# start of Document excerpt
Schiff began by repudiating Republicans’ cries of a “Russia hoax,” reminding views that Russia did indeed interfere with the 2016 presidential election. “We all remember that debacle in Helsinki, when the president stood next to Vladimir Putin and questioned his own intelligence agencies,” he said, bristling. “But of course, they were silent when the president said that.”

Schiff took pains to clarify the geopolitical stakes underlying Ukraine President Volodymyr Zelensky’s communications with Trump. Zelensky needed Trump as an ally in his nation’s war against Russia. He was entering a negotiation with its president, Vladimir Putin, over how to end the conflict, and the prospect of Trump’s support was a large part of the leverage he needed.

“Whether [Zelensky] has good leverage or lousy leverage depends on whether the Russians think he has a relationship with the president, and the president wouldn’t give him that, not without getting something in return,” Schiff said. “And that return was investigations of his rival that would help his reelection.”

Then, questioning his colleagues’ grasp of legal procedure, Schiff called accusations that all evidence was hearsay “absurd.”
# end of Document excerpt
# start of Stored rows
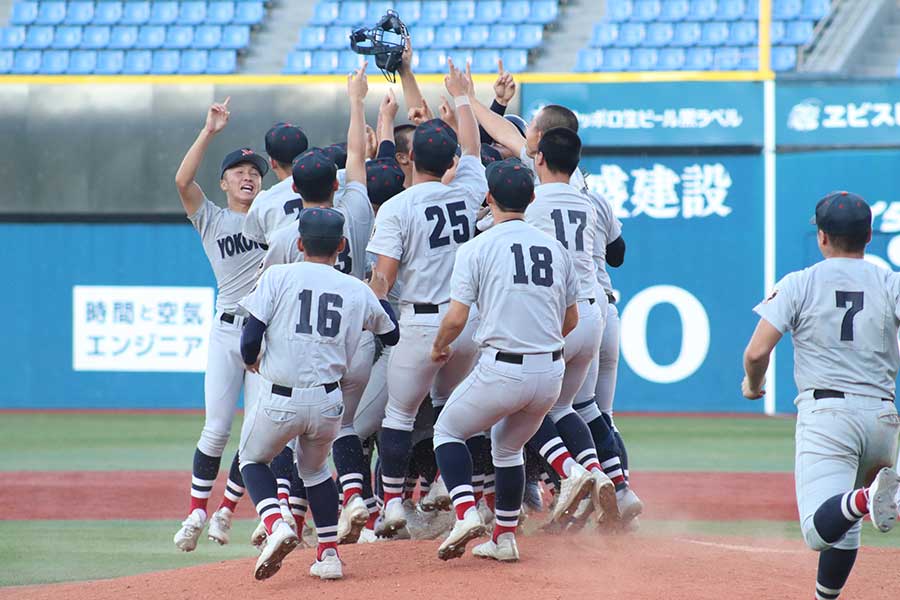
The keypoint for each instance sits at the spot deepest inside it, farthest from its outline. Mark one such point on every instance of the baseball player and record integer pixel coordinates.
(233, 259)
(311, 317)
(843, 314)
(416, 237)
(519, 375)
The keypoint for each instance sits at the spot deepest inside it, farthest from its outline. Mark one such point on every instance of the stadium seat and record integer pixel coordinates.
(109, 62)
(135, 13)
(26, 62)
(488, 11)
(207, 37)
(38, 37)
(544, 12)
(151, 36)
(67, 37)
(23, 13)
(82, 62)
(165, 62)
(674, 10)
(80, 13)
(460, 12)
(137, 62)
(123, 37)
(51, 13)
(95, 37)
(178, 37)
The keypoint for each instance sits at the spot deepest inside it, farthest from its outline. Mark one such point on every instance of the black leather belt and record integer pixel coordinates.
(283, 390)
(518, 359)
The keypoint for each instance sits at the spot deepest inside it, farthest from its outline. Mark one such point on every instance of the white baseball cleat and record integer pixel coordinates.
(504, 550)
(883, 499)
(278, 545)
(191, 529)
(330, 567)
(220, 526)
(352, 520)
(572, 489)
(463, 532)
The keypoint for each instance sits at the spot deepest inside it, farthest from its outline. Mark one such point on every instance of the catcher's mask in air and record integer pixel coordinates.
(386, 42)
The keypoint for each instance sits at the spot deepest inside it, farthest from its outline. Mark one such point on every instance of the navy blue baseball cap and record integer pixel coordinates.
(384, 179)
(285, 142)
(843, 213)
(510, 182)
(320, 223)
(244, 155)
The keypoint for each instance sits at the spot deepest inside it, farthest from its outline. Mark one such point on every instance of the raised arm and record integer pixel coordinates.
(185, 178)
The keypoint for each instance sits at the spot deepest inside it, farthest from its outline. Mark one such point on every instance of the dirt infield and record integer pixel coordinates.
(164, 495)
(636, 568)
# end of Stored rows
Directions
**1.** Shorten the paragraph of the Schiff excerpt that begins "Schiff took pains to clarify", keeping its main facts.
**2.** Repeat word for word the part of the Schiff excerpt from "Schiff took pains" up to and including "leverage he needed.".
Work only from the Schiff excerpt.

Answers below
**1.** Schiff explained what was at stake geopolitically in Zelensky's communications with Trump. Zelensky needed Trump as an ally in Ukraine's war against Russia. He was entering negotiations with Putin to end the conflict, and the prospect of Trump's support was a large part of his leverage.

**2.**
Schiff took pains to clarify the geopolitical stakes underlying Ukraine President Volodymyr Zelensky’s communications with Trump. Zelensky needed Trump as an ally in his nation’s war against Russia. He was entering a negotiation with its president, Vladimir Putin, over how to end the conflict, and the prospect of Trump’s support was a large part of the leverage he needed.